Listing from a data collection:
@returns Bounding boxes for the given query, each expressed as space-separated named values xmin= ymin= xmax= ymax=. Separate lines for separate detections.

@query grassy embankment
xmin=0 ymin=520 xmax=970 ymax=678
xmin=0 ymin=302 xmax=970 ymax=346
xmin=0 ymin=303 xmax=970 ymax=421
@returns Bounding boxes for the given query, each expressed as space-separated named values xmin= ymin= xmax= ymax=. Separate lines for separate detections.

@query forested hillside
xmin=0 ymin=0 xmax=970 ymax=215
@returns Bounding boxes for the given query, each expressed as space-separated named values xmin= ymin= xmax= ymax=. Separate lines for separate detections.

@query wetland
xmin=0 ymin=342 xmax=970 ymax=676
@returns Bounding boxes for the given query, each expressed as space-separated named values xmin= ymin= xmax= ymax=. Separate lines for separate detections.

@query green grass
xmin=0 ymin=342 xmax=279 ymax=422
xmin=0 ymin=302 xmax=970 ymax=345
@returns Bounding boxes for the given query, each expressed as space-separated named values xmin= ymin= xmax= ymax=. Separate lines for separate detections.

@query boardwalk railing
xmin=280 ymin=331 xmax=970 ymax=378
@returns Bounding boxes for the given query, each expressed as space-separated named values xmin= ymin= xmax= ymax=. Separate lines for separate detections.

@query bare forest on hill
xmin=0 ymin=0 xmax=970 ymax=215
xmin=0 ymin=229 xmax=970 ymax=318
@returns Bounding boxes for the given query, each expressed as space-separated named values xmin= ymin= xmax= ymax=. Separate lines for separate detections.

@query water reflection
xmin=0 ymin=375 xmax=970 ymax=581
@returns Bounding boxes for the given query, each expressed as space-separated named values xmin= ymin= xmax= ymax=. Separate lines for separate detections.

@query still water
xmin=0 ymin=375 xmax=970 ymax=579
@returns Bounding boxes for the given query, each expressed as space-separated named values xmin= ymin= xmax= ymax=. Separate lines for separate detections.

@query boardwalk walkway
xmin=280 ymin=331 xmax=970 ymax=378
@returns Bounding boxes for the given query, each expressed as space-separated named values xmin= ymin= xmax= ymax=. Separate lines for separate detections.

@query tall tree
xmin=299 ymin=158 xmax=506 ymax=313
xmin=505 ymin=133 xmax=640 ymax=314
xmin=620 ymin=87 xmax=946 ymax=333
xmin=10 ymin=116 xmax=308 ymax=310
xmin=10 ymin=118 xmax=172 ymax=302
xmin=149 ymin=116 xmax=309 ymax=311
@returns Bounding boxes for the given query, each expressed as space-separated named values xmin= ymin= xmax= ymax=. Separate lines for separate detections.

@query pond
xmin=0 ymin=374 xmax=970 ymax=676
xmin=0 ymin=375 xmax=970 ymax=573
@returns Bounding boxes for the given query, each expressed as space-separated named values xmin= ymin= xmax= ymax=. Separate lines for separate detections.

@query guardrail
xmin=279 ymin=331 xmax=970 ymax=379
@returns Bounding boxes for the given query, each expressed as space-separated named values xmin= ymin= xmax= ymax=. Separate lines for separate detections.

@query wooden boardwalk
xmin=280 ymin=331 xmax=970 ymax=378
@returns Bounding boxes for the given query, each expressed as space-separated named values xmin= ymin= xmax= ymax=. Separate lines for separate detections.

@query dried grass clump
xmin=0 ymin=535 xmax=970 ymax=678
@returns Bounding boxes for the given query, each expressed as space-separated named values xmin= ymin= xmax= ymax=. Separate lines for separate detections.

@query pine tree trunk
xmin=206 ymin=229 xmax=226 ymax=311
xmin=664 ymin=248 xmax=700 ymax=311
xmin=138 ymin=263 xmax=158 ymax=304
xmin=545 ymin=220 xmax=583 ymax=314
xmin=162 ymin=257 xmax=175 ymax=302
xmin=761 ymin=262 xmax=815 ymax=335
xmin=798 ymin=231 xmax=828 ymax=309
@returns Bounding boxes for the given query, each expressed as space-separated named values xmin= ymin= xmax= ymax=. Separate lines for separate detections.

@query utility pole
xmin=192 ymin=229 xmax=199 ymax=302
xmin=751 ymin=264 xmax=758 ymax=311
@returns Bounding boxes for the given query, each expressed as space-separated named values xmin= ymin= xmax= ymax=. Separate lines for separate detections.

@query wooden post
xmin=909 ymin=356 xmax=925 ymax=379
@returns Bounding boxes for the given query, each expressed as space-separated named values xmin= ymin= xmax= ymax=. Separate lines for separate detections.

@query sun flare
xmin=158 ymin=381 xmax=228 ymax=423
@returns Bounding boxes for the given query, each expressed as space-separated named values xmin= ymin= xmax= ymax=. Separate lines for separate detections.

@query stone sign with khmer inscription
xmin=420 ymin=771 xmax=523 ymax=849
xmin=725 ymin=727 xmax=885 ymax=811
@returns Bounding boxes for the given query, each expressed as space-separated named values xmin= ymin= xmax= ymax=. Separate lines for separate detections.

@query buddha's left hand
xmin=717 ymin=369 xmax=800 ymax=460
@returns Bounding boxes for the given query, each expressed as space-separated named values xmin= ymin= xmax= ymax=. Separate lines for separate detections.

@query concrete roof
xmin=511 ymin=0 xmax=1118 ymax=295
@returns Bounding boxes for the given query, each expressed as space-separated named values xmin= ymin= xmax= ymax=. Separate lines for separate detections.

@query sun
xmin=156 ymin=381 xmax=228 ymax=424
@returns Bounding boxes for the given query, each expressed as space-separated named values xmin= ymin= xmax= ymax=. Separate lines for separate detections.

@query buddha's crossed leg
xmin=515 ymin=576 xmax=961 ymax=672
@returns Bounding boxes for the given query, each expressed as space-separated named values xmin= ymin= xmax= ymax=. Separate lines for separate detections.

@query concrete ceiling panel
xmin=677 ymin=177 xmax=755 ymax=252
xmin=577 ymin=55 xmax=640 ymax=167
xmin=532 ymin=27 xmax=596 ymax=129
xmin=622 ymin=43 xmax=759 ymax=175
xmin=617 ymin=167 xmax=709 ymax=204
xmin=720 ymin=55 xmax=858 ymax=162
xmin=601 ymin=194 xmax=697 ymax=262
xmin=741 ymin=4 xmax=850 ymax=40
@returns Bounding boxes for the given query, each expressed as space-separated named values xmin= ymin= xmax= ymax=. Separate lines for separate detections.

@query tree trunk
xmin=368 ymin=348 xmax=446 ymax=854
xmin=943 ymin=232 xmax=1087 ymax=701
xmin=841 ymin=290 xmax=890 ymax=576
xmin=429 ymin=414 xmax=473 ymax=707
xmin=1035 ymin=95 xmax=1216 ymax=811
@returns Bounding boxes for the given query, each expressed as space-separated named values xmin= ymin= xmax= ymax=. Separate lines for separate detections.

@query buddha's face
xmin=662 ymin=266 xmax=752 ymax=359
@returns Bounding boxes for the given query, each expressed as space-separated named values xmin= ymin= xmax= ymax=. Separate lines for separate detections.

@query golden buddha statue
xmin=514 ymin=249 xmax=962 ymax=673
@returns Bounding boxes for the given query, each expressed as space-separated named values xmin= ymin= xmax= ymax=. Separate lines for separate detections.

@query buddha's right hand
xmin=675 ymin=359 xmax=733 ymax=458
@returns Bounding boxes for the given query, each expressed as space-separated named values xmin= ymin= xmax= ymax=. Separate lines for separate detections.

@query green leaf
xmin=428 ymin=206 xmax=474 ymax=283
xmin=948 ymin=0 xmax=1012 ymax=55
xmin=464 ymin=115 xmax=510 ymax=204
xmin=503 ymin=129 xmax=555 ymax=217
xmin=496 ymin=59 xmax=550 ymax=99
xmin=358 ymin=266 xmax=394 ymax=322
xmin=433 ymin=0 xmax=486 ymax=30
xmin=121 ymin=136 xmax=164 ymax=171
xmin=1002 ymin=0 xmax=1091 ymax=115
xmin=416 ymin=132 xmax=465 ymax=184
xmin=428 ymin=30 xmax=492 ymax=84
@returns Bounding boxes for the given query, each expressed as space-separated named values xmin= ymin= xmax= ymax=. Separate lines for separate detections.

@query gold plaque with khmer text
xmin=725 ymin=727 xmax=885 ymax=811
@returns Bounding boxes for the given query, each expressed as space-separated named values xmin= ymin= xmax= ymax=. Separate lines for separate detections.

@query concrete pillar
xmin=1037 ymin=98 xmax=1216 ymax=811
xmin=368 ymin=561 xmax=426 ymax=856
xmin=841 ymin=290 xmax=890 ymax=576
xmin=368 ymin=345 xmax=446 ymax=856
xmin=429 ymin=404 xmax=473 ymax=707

Request - List each line in the listing above that contains the word "tree".

Result -
@query tall tree
@query pine tree trunk
@query tree trunk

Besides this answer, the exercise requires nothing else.